**INSTRUCTIONS FOR THE TASK**. Copy out every line of the listing below, leaving each character unchanged.

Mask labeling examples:

........

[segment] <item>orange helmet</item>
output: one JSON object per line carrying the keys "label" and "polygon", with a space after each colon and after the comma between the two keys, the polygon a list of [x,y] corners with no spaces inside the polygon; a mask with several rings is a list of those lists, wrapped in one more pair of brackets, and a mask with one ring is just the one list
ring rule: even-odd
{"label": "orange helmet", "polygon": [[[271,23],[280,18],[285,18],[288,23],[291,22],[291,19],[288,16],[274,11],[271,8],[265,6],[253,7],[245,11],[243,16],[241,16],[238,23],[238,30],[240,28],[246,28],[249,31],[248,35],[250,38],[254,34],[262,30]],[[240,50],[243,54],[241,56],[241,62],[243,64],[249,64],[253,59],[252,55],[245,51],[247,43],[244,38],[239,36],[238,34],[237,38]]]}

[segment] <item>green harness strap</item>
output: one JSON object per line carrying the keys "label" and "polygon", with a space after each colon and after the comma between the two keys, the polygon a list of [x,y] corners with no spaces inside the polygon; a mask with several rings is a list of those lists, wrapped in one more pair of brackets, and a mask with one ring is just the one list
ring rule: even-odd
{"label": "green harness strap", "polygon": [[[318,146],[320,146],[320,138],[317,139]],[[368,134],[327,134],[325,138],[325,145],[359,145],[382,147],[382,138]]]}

........

**RESPONSE TO THIS EXERCISE**.
[segment] <item>orange helmet</item>
output: one JSON object per line carrying the keys "label" and "polygon", with a space after each colon and after the comma between the two keys, the polygon a list of [x,y] corners with no spaces inside the polygon; a mask with several rings is a list of those lists, wrapped in one more pair of brackets, and a mask with one ring is just the one list
ring rule: even-odd
{"label": "orange helmet", "polygon": [[[271,23],[280,18],[285,18],[288,23],[291,22],[291,19],[288,16],[274,11],[271,8],[265,6],[253,7],[245,11],[243,16],[241,16],[238,23],[238,30],[240,28],[246,28],[249,31],[248,35],[250,38],[254,34],[262,30]],[[240,50],[243,54],[241,56],[241,62],[243,64],[249,64],[253,59],[252,55],[245,51],[247,43],[244,38],[239,36],[238,34],[237,38]]]}

[segment] <item>green harness strap</item>
output: one JSON object per line carrying the keys "label" and "polygon", with a space after each colon and after the comma between the two keys, the polygon a list of [x,y] corners with no spaces inside the polygon; a mask with several rings is a list of those lists, wrapped in one more pair of brackets, and a mask with one ring is just the one list
ring rule: even-odd
{"label": "green harness strap", "polygon": [[[318,146],[320,146],[320,138],[317,139]],[[368,134],[327,134],[325,138],[325,145],[359,145],[382,147],[382,138]]]}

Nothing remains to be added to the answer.